Exercise brief:
Please pull out the material starting at its very first line and ending at the line containing "116L253 119L260 115L257", both included, and reproduce those lines character for character.

Input records:
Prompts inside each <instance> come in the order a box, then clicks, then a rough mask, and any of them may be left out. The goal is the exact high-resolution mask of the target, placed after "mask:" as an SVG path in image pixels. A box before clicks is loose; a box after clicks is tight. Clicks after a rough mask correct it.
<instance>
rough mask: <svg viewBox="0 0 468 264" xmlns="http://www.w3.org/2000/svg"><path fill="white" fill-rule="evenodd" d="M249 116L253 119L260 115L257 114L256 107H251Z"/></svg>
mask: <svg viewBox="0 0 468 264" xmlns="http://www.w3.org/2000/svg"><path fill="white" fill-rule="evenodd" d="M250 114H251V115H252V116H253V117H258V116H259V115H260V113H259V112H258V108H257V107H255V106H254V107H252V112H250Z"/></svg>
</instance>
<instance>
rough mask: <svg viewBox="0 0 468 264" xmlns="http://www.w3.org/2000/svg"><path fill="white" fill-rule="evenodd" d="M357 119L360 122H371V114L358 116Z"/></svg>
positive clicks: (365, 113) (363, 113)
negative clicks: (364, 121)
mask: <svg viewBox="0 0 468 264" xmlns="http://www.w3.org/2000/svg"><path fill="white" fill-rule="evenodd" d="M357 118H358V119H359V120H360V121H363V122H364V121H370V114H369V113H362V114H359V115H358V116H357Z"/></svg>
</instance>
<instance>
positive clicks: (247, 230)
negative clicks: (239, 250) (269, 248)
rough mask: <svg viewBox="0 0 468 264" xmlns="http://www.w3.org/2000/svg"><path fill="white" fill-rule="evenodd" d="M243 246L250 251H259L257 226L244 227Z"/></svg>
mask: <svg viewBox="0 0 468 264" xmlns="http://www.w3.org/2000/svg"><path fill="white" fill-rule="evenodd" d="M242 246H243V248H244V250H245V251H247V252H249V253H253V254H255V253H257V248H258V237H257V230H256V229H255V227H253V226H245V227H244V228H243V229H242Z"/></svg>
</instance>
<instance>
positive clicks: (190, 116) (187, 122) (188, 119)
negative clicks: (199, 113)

Solution for this exercise:
Prompts inside each <instance> come in the order a box, then clicks, then a rough mask, and any of them may be left out. The goal is the exact high-resolution mask of the target, placed after "mask:" as an SVG path in image pixels. A box before clicks is loose; a box after clicks is tight. Clicks after a rough mask correct it.
<instance>
rough mask: <svg viewBox="0 0 468 264" xmlns="http://www.w3.org/2000/svg"><path fill="white" fill-rule="evenodd" d="M249 116L253 119L260 115L257 114L256 107H251Z"/></svg>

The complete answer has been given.